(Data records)
———
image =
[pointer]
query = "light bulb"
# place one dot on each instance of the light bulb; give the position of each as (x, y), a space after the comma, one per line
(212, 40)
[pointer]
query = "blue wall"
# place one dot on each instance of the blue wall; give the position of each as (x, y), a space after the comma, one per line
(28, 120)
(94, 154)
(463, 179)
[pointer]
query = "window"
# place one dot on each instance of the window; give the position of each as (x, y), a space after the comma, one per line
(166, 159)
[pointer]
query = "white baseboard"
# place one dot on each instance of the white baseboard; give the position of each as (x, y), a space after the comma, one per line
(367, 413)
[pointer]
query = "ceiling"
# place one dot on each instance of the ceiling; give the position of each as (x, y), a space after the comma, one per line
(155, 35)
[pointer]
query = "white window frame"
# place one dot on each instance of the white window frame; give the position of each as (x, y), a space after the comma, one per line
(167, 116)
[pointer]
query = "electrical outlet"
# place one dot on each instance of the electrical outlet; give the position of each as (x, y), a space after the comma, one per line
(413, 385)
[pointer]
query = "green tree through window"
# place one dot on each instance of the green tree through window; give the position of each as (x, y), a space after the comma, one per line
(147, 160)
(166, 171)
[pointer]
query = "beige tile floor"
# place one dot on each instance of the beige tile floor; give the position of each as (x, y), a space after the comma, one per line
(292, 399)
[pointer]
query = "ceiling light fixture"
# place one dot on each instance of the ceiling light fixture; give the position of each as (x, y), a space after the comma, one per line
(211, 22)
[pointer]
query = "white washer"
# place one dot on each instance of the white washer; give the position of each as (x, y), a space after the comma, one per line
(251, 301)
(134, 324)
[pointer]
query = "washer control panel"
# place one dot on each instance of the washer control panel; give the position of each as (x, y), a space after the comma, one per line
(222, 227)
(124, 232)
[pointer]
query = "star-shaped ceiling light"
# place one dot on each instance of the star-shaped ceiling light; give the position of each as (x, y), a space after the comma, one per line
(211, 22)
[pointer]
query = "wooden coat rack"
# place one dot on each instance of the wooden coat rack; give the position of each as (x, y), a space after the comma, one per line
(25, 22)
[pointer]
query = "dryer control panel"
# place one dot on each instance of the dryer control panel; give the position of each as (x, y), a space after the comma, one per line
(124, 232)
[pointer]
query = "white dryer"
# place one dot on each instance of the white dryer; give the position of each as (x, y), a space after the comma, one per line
———
#### [Work to complete]
Take the entries above and copy them out exactly.

#### [Result of this task]
image =
[pointer]
query = "light bulb"
# place one dot on each instance of the light bulb; give the position of each as (x, y), a space after the comma, one per line
(212, 40)
[pointer]
query = "blue wall"
# place one dot on each instance of the blue wall; give the position of each as (x, y), a space after the comma, one per line
(28, 120)
(94, 154)
(463, 179)
[pointer]
query = "window"
# place one dot on each instance of the window; give the position of each as (x, y), a space after the comma, one per line
(166, 159)
[pointer]
query = "white baseboard"
# place one dot on each instance of the white baseboard; give the position of each as (x, y), a space after the comma, one per line
(367, 413)
[pointer]
query = "ceiling"
# place one dot on each instance of the ceiling; give the position of each as (x, y), a space after the comma, one per line
(155, 35)
[pointer]
query = "white window frame"
# place one dot on each instance of the white window frame; give the position of each as (x, y), a space after the comma, one per line
(167, 116)
[pointer]
query = "electrical outlet"
# place one dot on each instance of the electrical outlet; give the position of each as (x, y), a space after the comma, one per line
(413, 385)
[pointer]
query = "green tree through window"
# place one dot on each instance of the green tree through window; give the position of each as (x, y), a space after the comma, one per line
(147, 160)
(166, 171)
[pointer]
query = "beige tile floor"
# place one dot on each instance of the beige tile floor; give the position of each as (x, y), a space after the comma, one per line
(292, 399)
[pointer]
query = "ceiling light fixture"
# place one dot on each instance of the ceiling light fixture; give the position of each as (x, y), a space after the comma, one per line
(211, 22)
[pointer]
query = "white washer"
# place one dot on each instance of the white washer; give the position of each as (x, y), a space after the comma, one per line
(251, 301)
(134, 324)
[pointer]
query = "washer control panel"
# place one dot on each instance of the washer control panel; give the position of each as (x, y), a space after the comma, one per line
(222, 227)
(124, 232)
[pointer]
query = "star-shaped ceiling light"
# place one dot on each instance of the star-shaped ceiling light; give the position of each as (x, y), a space after the comma, one per line
(211, 22)
[pointer]
query = "wooden coat rack"
# place one dot on each instance of the wooden coat rack; give the position of each as (x, y), a space after the comma, one per line
(25, 22)
[pointer]
query = "dryer control panel"
# place one dot on each instance of the dryer control panel; give the position of each as (x, y), a space after the comma, one per line
(124, 232)
[pointer]
query = "white dryer"
# place one dot on each instance of the white dryer; give the position of each as (x, y), a space after the comma, one per line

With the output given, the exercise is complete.